Show each line of the material below that contains the string "building", reproducing every such line in full. The match is case-sensitive.

[START]

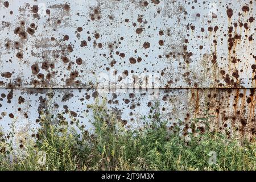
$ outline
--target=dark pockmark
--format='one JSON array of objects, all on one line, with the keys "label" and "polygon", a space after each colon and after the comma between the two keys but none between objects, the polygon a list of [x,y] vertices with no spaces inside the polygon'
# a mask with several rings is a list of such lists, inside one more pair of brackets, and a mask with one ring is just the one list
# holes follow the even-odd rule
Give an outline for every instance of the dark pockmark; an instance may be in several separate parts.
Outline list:
[{"label": "dark pockmark", "polygon": [[5,7],[9,7],[9,2],[8,1],[5,1],[3,2],[3,6],[5,6]]},{"label": "dark pockmark", "polygon": [[13,75],[13,73],[10,73],[10,72],[4,72],[3,73],[1,74],[1,76],[3,77],[6,77],[7,78],[10,78],[10,77],[11,77],[11,76]]},{"label": "dark pockmark", "polygon": [[136,59],[134,57],[130,57],[129,61],[131,64],[135,64],[137,62]]},{"label": "dark pockmark", "polygon": [[72,98],[73,96],[74,95],[72,93],[66,93],[62,97],[61,102],[65,102],[70,98]]},{"label": "dark pockmark", "polygon": [[39,67],[38,67],[38,64],[33,64],[31,66],[31,70],[32,70],[32,73],[33,75],[36,75],[38,74],[39,71],[40,71],[40,69]]},{"label": "dark pockmark", "polygon": [[78,65],[81,65],[82,63],[82,60],[81,57],[79,57],[76,59],[76,62]]},{"label": "dark pockmark", "polygon": [[148,42],[145,42],[143,44],[143,47],[145,49],[147,49],[150,47],[150,43]]}]

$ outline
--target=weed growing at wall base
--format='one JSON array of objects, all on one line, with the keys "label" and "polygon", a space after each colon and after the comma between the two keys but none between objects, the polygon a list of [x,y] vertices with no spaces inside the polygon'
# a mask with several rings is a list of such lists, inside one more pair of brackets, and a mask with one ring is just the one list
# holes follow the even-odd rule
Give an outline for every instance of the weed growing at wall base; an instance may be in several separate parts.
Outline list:
[{"label": "weed growing at wall base", "polygon": [[[256,142],[206,130],[181,136],[167,130],[157,111],[139,130],[125,129],[104,103],[91,106],[94,133],[42,119],[36,140],[20,155],[1,144],[1,170],[255,170]],[[206,121],[207,118],[204,119]],[[1,136],[1,135],[0,135]],[[10,158],[10,156],[12,158]]]}]

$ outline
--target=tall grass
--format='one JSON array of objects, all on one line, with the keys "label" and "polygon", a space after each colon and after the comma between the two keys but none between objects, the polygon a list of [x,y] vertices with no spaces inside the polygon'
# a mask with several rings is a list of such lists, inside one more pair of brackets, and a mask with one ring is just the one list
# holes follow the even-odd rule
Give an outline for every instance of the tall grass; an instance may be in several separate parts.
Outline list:
[{"label": "tall grass", "polygon": [[[91,106],[93,135],[84,132],[81,138],[70,127],[53,124],[46,117],[38,139],[25,144],[20,155],[12,155],[11,147],[2,142],[0,170],[256,169],[255,141],[228,138],[208,130],[189,134],[188,140],[178,126],[169,131],[157,110],[143,129],[126,130],[105,105]],[[213,151],[216,161],[211,163]]]}]

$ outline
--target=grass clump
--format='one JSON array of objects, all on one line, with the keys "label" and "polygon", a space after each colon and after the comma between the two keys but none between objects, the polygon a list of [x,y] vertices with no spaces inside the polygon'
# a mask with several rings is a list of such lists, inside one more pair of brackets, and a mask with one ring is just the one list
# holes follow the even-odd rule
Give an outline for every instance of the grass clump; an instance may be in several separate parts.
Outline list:
[{"label": "grass clump", "polygon": [[[78,135],[46,117],[38,139],[24,144],[20,155],[10,159],[11,150],[2,143],[0,170],[256,169],[255,141],[228,138],[208,130],[181,136],[179,126],[168,130],[157,109],[149,116],[150,123],[127,130],[104,103],[91,108],[93,135]],[[207,123],[209,117],[200,119]]]}]

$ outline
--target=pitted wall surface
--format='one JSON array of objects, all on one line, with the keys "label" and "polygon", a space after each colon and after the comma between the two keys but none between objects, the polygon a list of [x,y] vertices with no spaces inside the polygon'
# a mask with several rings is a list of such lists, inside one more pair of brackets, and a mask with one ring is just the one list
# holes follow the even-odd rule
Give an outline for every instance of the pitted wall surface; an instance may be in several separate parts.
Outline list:
[{"label": "pitted wall surface", "polygon": [[212,128],[251,139],[255,15],[255,0],[0,0],[0,126],[36,129],[50,110],[89,130],[106,97],[133,127],[157,94],[184,135],[207,110]]}]

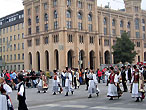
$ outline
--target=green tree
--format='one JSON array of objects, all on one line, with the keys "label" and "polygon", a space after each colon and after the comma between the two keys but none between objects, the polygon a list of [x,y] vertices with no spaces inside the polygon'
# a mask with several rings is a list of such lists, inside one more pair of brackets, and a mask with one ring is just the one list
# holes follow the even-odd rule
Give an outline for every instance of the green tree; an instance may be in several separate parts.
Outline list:
[{"label": "green tree", "polygon": [[135,44],[129,39],[128,34],[124,32],[121,38],[117,38],[116,44],[112,47],[115,63],[132,63],[137,54],[134,47]]}]

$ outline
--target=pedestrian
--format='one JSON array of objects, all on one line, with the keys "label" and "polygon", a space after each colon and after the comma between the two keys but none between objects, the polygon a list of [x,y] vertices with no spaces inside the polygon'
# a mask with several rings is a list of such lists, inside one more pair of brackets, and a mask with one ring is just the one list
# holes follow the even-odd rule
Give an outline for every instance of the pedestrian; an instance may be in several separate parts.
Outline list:
[{"label": "pedestrian", "polygon": [[[56,95],[58,92],[61,93],[62,89],[60,86],[60,79],[59,76],[57,74],[57,70],[54,70],[54,76],[53,76],[53,95]],[[60,89],[59,89],[60,87]]]},{"label": "pedestrian", "polygon": [[109,100],[113,100],[114,97],[119,97],[118,96],[118,91],[117,91],[117,77],[115,77],[114,73],[114,68],[110,67],[110,76],[109,76],[109,85],[108,85],[108,93],[107,97],[110,97]]},{"label": "pedestrian", "polygon": [[65,87],[65,70],[62,71],[61,73],[61,79],[62,79],[62,87]]},{"label": "pedestrian", "polygon": [[88,68],[85,69],[85,83],[86,83],[86,91],[88,90],[89,87],[89,78],[87,77],[89,74]]},{"label": "pedestrian", "polygon": [[66,67],[66,73],[65,73],[65,90],[66,90],[66,94],[65,96],[68,96],[68,93],[71,92],[71,94],[73,94],[73,89],[72,89],[72,74],[70,71],[68,71],[68,67]]},{"label": "pedestrian", "polygon": [[24,86],[24,77],[22,74],[18,74],[18,93],[17,99],[19,101],[18,110],[28,110],[26,105],[26,94],[25,94],[25,86]]},{"label": "pedestrian", "polygon": [[97,87],[98,82],[97,82],[96,74],[94,74],[94,71],[92,69],[90,70],[90,73],[88,74],[88,78],[89,78],[88,98],[92,98],[93,93],[96,93],[98,97],[99,95],[99,89]]},{"label": "pedestrian", "polygon": [[127,89],[127,85],[126,85],[127,80],[126,80],[125,66],[121,67],[121,77],[122,77],[122,85],[123,85],[123,88],[124,88],[123,92],[127,92],[128,89]]},{"label": "pedestrian", "polygon": [[137,69],[136,65],[133,66],[134,72],[132,75],[132,98],[136,98],[136,102],[139,102],[145,98],[144,96],[144,78],[142,73]]}]

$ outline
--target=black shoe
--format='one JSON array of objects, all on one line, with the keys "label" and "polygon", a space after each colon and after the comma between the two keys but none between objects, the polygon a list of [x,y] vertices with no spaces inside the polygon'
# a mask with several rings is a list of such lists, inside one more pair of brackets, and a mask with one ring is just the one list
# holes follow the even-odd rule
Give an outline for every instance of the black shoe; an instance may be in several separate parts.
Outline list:
[{"label": "black shoe", "polygon": [[56,95],[56,93],[54,92],[53,95]]},{"label": "black shoe", "polygon": [[113,100],[113,98],[111,97],[109,100]]},{"label": "black shoe", "polygon": [[65,96],[68,96],[68,92],[66,93],[66,95]]},{"label": "black shoe", "polygon": [[88,97],[88,98],[92,98],[91,94],[89,95],[89,97]]}]

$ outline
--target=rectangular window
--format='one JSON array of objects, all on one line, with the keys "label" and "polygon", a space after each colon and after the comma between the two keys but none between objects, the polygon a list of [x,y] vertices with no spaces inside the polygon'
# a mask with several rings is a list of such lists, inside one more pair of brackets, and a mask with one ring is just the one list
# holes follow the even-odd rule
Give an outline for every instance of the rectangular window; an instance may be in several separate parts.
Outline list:
[{"label": "rectangular window", "polygon": [[48,43],[49,43],[49,38],[48,38],[48,37],[45,37],[45,38],[44,38],[44,43],[45,43],[45,44],[48,44]]},{"label": "rectangular window", "polygon": [[10,55],[10,60],[12,61],[12,55]]},{"label": "rectangular window", "polygon": [[22,54],[22,60],[24,60],[24,53]]},{"label": "rectangular window", "polygon": [[16,35],[14,35],[14,40],[16,40]]},{"label": "rectangular window", "polygon": [[18,34],[18,40],[20,39],[20,34]]},{"label": "rectangular window", "polygon": [[54,29],[57,29],[57,28],[58,28],[58,22],[55,21],[55,22],[54,22]]},{"label": "rectangular window", "polygon": [[112,29],[112,33],[115,36],[116,35],[116,30],[115,29]]},{"label": "rectangular window", "polygon": [[12,36],[10,36],[10,41],[12,41]]},{"label": "rectangular window", "polygon": [[14,54],[14,60],[16,60],[16,54]]},{"label": "rectangular window", "polygon": [[31,45],[32,45],[32,40],[28,40],[28,41],[27,41],[27,45],[28,45],[28,47],[31,47]]},{"label": "rectangular window", "polygon": [[31,35],[31,28],[28,28],[28,35]]},{"label": "rectangular window", "polygon": [[20,65],[18,65],[18,70],[20,71]]},{"label": "rectangular window", "polygon": [[36,33],[39,33],[39,31],[40,31],[40,27],[36,26]]},{"label": "rectangular window", "polygon": [[140,47],[140,42],[137,42],[137,47]]},{"label": "rectangular window", "polygon": [[80,22],[78,23],[78,29],[79,29],[79,30],[82,30],[82,29],[83,29],[82,23],[80,23]]},{"label": "rectangular window", "polygon": [[104,35],[107,35],[107,28],[104,28]]},{"label": "rectangular window", "polygon": [[40,45],[40,39],[36,39],[35,41],[37,46]]},{"label": "rectangular window", "polygon": [[22,43],[22,49],[24,49],[24,43]]},{"label": "rectangular window", "polygon": [[47,9],[48,9],[48,4],[44,3],[44,10],[47,10]]},{"label": "rectangular window", "polygon": [[71,21],[67,21],[67,29],[71,28]]},{"label": "rectangular window", "polygon": [[48,31],[48,23],[45,24],[45,31]]},{"label": "rectangular window", "polygon": [[16,50],[16,44],[14,44],[14,50]]},{"label": "rectangular window", "polygon": [[109,46],[109,40],[107,39],[104,40],[104,46]]},{"label": "rectangular window", "polygon": [[89,30],[89,32],[92,31],[92,24],[88,24],[88,30]]},{"label": "rectangular window", "polygon": [[136,32],[136,38],[140,38],[139,32]]},{"label": "rectangular window", "polygon": [[18,54],[18,60],[20,60],[20,54]]},{"label": "rectangular window", "polygon": [[22,33],[22,39],[24,38],[24,33]]}]

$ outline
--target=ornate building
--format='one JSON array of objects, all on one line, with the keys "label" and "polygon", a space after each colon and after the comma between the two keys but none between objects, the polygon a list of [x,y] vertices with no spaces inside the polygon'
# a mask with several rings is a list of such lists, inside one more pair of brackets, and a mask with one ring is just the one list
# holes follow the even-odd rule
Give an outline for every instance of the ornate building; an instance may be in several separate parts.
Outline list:
[{"label": "ornate building", "polygon": [[23,10],[0,18],[0,69],[24,69]]},{"label": "ornate building", "polygon": [[98,7],[97,0],[24,0],[25,69],[114,63],[111,46],[124,31],[136,45],[135,62],[146,60],[146,11],[141,0],[124,2],[116,11]]}]

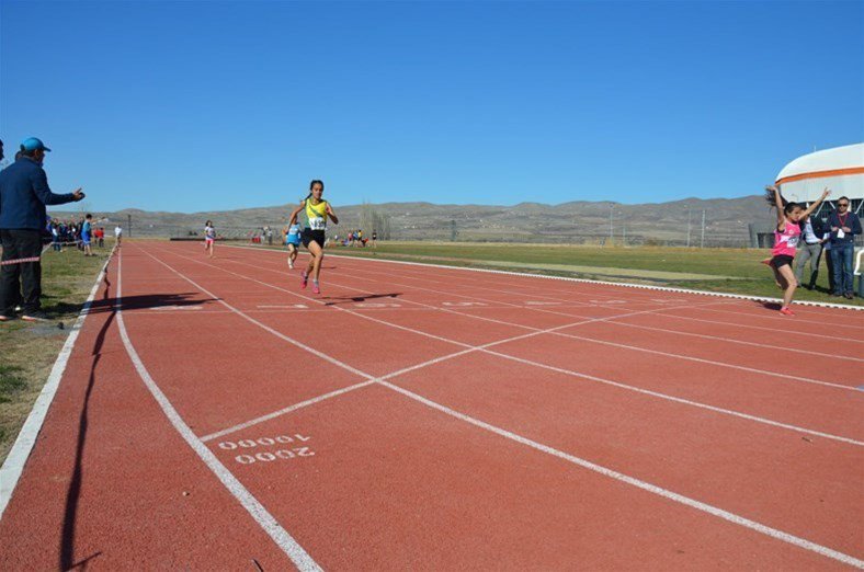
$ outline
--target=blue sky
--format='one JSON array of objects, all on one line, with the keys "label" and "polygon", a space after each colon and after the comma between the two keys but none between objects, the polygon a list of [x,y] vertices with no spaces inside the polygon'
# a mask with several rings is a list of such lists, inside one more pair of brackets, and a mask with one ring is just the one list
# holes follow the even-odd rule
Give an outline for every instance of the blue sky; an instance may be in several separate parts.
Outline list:
[{"label": "blue sky", "polygon": [[864,2],[3,0],[27,136],[92,210],[737,197],[864,140]]}]

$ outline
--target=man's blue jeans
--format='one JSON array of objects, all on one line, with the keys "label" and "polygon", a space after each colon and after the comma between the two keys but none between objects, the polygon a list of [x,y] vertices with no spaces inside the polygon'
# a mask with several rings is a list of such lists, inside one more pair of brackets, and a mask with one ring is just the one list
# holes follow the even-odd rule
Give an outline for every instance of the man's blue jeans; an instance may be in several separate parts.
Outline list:
[{"label": "man's blue jeans", "polygon": [[834,294],[852,294],[852,254],[855,247],[852,242],[833,242],[831,259],[834,263]]}]

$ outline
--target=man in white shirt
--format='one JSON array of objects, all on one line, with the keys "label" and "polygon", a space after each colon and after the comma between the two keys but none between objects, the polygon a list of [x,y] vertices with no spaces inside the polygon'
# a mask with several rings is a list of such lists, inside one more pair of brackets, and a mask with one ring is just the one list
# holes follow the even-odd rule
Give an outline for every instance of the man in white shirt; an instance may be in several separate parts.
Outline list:
[{"label": "man in white shirt", "polygon": [[802,240],[798,242],[798,253],[795,256],[795,279],[802,286],[802,275],[804,265],[810,261],[810,279],[804,287],[811,290],[816,285],[819,275],[819,260],[822,256],[822,243],[825,242],[825,230],[821,221],[816,217],[809,216],[798,221],[802,227]]}]

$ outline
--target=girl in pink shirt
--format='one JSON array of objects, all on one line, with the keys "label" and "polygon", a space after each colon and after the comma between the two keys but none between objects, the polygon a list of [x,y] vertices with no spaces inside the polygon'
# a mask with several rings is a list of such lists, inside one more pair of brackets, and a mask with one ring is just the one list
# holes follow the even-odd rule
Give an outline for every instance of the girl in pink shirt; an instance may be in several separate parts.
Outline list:
[{"label": "girl in pink shirt", "polygon": [[795,258],[795,249],[798,247],[802,236],[802,227],[798,222],[816,210],[830,191],[828,188],[822,191],[822,196],[806,209],[797,203],[787,203],[780,193],[780,185],[766,186],[765,191],[765,199],[777,209],[777,227],[774,230],[774,248],[771,249],[771,259],[763,262],[766,262],[774,271],[774,281],[783,290],[783,306],[780,308],[780,313],[795,316],[795,312],[789,309],[789,305],[793,295],[795,295],[795,288],[798,286],[798,281],[795,279],[795,273],[792,271],[792,260]]}]

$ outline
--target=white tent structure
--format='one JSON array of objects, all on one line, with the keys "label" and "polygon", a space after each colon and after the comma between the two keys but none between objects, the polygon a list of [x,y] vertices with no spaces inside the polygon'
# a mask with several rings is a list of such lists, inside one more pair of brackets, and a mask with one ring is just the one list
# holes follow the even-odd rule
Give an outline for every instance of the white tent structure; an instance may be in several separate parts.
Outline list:
[{"label": "white tent structure", "polygon": [[798,157],[783,168],[775,182],[783,196],[795,203],[812,203],[829,187],[829,202],[848,196],[852,210],[860,213],[864,204],[864,142]]}]

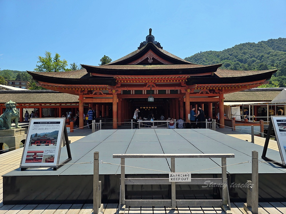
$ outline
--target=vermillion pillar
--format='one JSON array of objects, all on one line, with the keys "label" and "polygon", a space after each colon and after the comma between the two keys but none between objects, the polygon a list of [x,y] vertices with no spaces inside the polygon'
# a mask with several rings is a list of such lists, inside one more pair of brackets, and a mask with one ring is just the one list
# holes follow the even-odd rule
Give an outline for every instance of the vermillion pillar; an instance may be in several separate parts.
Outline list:
[{"label": "vermillion pillar", "polygon": [[[39,108],[39,111],[40,112],[39,112],[39,113],[40,118],[41,118],[43,117],[43,108],[41,107],[40,107]],[[60,114],[59,114],[59,117],[60,117],[61,116],[61,115]]]},{"label": "vermillion pillar", "polygon": [[99,116],[100,116],[100,112],[99,110],[99,105],[98,104],[96,104],[96,118],[99,118]]},{"label": "vermillion pillar", "polygon": [[118,122],[118,125],[121,125],[121,118],[122,118],[122,112],[121,112],[121,108],[122,107],[122,99],[118,99],[118,103],[117,105],[117,118],[118,118],[118,120],[117,122]]},{"label": "vermillion pillar", "polygon": [[115,93],[112,94],[112,113],[113,122],[112,128],[114,129],[117,129],[117,95]]},{"label": "vermillion pillar", "polygon": [[172,99],[172,117],[174,119],[177,118],[176,118],[176,105],[175,104],[175,99],[173,98]]},{"label": "vermillion pillar", "polygon": [[108,118],[109,116],[109,106],[106,106],[106,117]]},{"label": "vermillion pillar", "polygon": [[[40,112],[41,112],[41,108],[40,107]],[[41,113],[40,113],[40,117],[42,117]],[[61,117],[61,104],[59,104],[59,117]]]},{"label": "vermillion pillar", "polygon": [[80,112],[80,127],[82,129],[84,128],[84,95],[80,95],[78,99],[78,109]]},{"label": "vermillion pillar", "polygon": [[175,99],[175,115],[176,119],[179,119],[179,98]]},{"label": "vermillion pillar", "polygon": [[[184,100],[181,98],[180,100],[180,117],[184,118]],[[188,115],[187,115],[188,118]]]},{"label": "vermillion pillar", "polygon": [[208,104],[208,116],[212,118],[212,103],[209,102]]},{"label": "vermillion pillar", "polygon": [[20,107],[20,122],[23,122],[23,108]]},{"label": "vermillion pillar", "polygon": [[255,117],[253,117],[253,120],[254,120],[255,121],[257,121],[257,120],[256,118],[255,118],[256,117],[257,117],[257,106],[253,106],[253,108],[254,108],[253,110],[254,110],[254,112],[253,112],[254,114],[254,116],[255,116]]},{"label": "vermillion pillar", "polygon": [[186,122],[190,122],[188,115],[190,114],[190,94],[186,94],[185,96],[185,110],[186,112]]},{"label": "vermillion pillar", "polygon": [[223,108],[223,94],[220,94],[219,96],[219,125],[220,128],[225,128],[225,111]]}]

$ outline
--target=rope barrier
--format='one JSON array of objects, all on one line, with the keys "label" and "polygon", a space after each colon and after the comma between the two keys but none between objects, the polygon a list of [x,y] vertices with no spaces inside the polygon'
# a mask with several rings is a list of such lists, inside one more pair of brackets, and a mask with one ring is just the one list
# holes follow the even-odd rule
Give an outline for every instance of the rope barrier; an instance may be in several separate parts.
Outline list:
[{"label": "rope barrier", "polygon": [[[234,165],[237,165],[237,164],[241,164],[242,163],[251,163],[252,161],[251,160],[249,160],[248,161],[246,161],[244,162],[241,162],[241,163],[234,163],[232,164],[230,164],[229,165],[227,165],[225,166],[218,166],[217,167],[214,167],[212,168],[209,168],[208,169],[200,169],[200,170],[197,170],[196,171],[192,171],[190,172],[187,172],[187,173],[192,173],[194,172],[195,172],[199,171],[203,171],[204,170],[208,170],[208,169],[216,169],[217,168],[222,168],[222,167],[226,167],[227,166],[232,166]],[[160,170],[157,170],[156,169],[146,169],[146,168],[143,168],[141,167],[137,167],[136,166],[128,166],[126,165],[122,165],[121,164],[118,164],[116,163],[108,163],[107,162],[104,162],[102,161],[101,161],[99,162],[101,163],[106,163],[109,164],[111,164],[112,165],[116,165],[118,166],[126,166],[128,167],[131,167],[132,168],[136,168],[137,169],[146,169],[146,170],[150,170],[152,171],[157,171],[161,172],[167,172],[167,173],[169,173],[171,172],[167,172],[165,171],[162,171]],[[178,172],[177,173],[185,173],[185,172]]]},{"label": "rope barrier", "polygon": [[[55,165],[72,165],[72,164],[82,164],[83,163],[92,163],[91,161],[90,162],[83,162],[82,163],[59,163],[55,164]],[[0,164],[1,165],[7,165],[7,166],[35,166],[35,165],[33,164]],[[47,167],[49,166],[48,165],[47,165]]]}]

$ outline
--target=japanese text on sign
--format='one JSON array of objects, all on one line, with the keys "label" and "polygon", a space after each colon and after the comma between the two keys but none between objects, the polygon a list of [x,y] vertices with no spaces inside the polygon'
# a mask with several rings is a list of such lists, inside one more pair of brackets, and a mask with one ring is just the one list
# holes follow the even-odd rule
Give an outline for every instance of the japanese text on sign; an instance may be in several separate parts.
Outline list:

[END]

Response to the task:
--target=ornate building
Give an outline for every instance of the ornate building; an instance may be in several separate parts.
[{"label": "ornate building", "polygon": [[23,10],[0,18],[0,69],[24,69]]},{"label": "ornate building", "polygon": [[98,7],[97,0],[24,0],[25,69],[114,63],[111,46],[124,31],[136,45],[135,62],[146,60],[146,11],[141,0],[124,2],[116,11]]}]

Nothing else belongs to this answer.